* BEGIN Text shown *

Personal Selflessness Produces
Voluntary Simplicity and a Sense of Bliss
 
 
Carlos Cardoso Aveline
 
 
 
 
 
The search for wisdom is one thing, and the search for sacredness is not quite the same.
 
Wisdom is present and hidden in the perception of sacredness. The vision of sacredness is implicit in wisdom. And yet, these are two different things. It’s easier to talk about wisdom.
 
If we have a direct experience of that which is divine, we may feel that saying anything about that, even if to ourselves only and in quiet thought, would be a way to lose the syntony with the sacred energy, and distort it.
 
This is how real secrets are kept. They belong to their own levels of consciousness and cannot be transferred or translated to grosser dimensions of being. It would be the same as to decide to fry snow in a pan, or to have pure air closed in a small room with door and windows closed. There is a difference between directly seeing the sunrise and looking at a photo of the sun, taken as it was rising.
 
Besides, the direct experience of sacredness is one thing, and the way it comes down to the seeker is another one. In the stairs between earth and sky, some energies go up, others go down.
 
When the experience of sacredness comes to someone, it does so as an answer to the good karma accumulated by a correct search. It uses the energy created by the effort towards the highest, but it uses it in an unexpected and transcendent way.
 
The feeling of sacredness emerges to the seeker as something both new and familiar. It is an intimate feeling. It occurs at the innermost and truest level of one’s self. The individual immediately realizes that the experience could never be explained to anyone else. At the same time, the sacred event brings about changes and potentialities which will flow in a natural way from the inner aspects of one’s soul.
 
Living with sacredness gives us a sense of peace and strength. It makes us feel humble and happy to be small. Humbleness is inseparable from eternal wisdom and allows us to attain an unlimited perception of time.

* END Text shown *
* BEGIN Items *

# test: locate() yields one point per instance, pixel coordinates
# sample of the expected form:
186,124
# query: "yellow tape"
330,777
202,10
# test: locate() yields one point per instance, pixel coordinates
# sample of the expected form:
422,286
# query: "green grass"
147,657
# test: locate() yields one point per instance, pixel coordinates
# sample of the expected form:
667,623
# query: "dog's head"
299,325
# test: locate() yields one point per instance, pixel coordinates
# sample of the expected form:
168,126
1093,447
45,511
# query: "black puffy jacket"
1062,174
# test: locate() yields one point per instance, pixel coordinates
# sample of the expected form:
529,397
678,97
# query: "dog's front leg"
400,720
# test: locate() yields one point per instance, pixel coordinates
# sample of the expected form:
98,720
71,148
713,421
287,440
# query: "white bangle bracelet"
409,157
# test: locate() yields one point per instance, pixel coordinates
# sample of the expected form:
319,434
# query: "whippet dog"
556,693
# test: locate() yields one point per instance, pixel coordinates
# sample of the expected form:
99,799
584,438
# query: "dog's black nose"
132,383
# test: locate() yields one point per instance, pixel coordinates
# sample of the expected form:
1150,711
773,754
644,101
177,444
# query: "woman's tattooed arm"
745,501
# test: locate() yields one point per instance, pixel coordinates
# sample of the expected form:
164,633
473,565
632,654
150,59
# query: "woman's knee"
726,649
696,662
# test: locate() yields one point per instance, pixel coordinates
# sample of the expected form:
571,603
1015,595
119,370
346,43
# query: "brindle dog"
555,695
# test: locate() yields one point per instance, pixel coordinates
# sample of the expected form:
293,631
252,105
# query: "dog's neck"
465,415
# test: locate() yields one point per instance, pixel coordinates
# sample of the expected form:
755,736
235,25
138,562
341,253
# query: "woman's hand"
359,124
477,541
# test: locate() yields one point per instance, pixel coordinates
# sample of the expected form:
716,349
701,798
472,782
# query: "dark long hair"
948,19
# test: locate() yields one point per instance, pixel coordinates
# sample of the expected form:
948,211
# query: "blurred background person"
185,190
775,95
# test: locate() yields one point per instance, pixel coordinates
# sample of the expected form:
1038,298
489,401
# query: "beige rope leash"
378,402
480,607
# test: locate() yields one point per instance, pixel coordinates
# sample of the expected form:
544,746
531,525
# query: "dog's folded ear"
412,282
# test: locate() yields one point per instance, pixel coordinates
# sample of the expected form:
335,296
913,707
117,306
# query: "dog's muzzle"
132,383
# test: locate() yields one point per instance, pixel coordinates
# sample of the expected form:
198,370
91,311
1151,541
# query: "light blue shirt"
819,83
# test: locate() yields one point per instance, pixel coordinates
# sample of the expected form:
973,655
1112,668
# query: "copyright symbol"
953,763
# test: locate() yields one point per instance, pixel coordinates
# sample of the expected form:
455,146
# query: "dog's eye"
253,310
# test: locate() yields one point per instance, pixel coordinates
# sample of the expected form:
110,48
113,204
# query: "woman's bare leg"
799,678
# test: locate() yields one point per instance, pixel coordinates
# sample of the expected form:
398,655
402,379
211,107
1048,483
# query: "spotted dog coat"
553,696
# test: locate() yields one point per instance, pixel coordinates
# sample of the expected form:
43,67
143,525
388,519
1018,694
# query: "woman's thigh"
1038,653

* END Items *

### Set of tasks
• 1. Answer these questions from the essay on sacredness:
(a) Which two images does the essay use to show that trying to carry real secrets into grosser dimensions is futile?
(b) According to the essay, what does the experience of sacredness come as an answer to?
(c) What sense does living with sacredness give us?
• 2. Count the lines of the records that contain the string "woman", treating case as significant, and give only the number.
The essay on sacredness and the records are unrelated material.

### Results
• 1.
(a) Deciding to fry snow in a pan, and having pure air closed in a small room with the door and windows closed.
(b) The good karma accumulated by a correct search.
(c) A sense of peace and strength.

• 2. 5